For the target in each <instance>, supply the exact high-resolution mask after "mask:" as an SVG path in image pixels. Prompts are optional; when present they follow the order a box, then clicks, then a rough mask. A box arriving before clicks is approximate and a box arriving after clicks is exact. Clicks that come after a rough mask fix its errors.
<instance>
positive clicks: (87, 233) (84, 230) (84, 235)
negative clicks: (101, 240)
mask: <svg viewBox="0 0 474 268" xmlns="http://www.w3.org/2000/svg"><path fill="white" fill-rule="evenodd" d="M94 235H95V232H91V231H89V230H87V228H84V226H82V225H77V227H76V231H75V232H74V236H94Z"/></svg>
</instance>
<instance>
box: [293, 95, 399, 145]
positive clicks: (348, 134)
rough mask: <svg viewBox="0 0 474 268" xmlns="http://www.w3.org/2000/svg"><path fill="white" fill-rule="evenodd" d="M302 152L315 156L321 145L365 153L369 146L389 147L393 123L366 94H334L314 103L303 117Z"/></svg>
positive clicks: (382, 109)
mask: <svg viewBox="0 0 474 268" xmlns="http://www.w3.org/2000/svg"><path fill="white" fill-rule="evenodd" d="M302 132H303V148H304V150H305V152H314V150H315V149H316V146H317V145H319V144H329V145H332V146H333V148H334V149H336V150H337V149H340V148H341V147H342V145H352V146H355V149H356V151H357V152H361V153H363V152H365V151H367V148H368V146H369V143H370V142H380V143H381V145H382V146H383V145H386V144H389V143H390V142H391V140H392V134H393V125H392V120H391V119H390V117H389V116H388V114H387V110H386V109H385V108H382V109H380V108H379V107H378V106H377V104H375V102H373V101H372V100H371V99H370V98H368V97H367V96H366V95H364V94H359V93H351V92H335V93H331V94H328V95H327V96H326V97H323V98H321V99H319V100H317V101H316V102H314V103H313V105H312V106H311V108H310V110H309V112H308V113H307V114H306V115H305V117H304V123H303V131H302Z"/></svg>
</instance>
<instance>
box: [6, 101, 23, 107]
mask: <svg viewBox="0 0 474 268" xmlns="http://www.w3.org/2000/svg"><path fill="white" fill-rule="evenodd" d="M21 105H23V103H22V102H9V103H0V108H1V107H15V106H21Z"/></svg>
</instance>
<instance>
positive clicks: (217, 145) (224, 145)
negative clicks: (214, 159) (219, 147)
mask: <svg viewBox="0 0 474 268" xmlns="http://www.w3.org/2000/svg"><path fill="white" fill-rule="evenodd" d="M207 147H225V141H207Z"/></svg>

DIRECTIONS: A word-for-word copy of the lines above from the one with "box: [6, 101, 23, 107]" through the one with "positive clicks: (217, 145) (224, 145)", inclusive, is the only output wanted.

SOLUTION:
box: [6, 101, 23, 107]
mask: <svg viewBox="0 0 474 268" xmlns="http://www.w3.org/2000/svg"><path fill="white" fill-rule="evenodd" d="M21 105H23V103H22V102H9V103H0V108H1V107H15V106H21Z"/></svg>
</instance>
<instance>
positive clicks: (217, 145) (224, 145)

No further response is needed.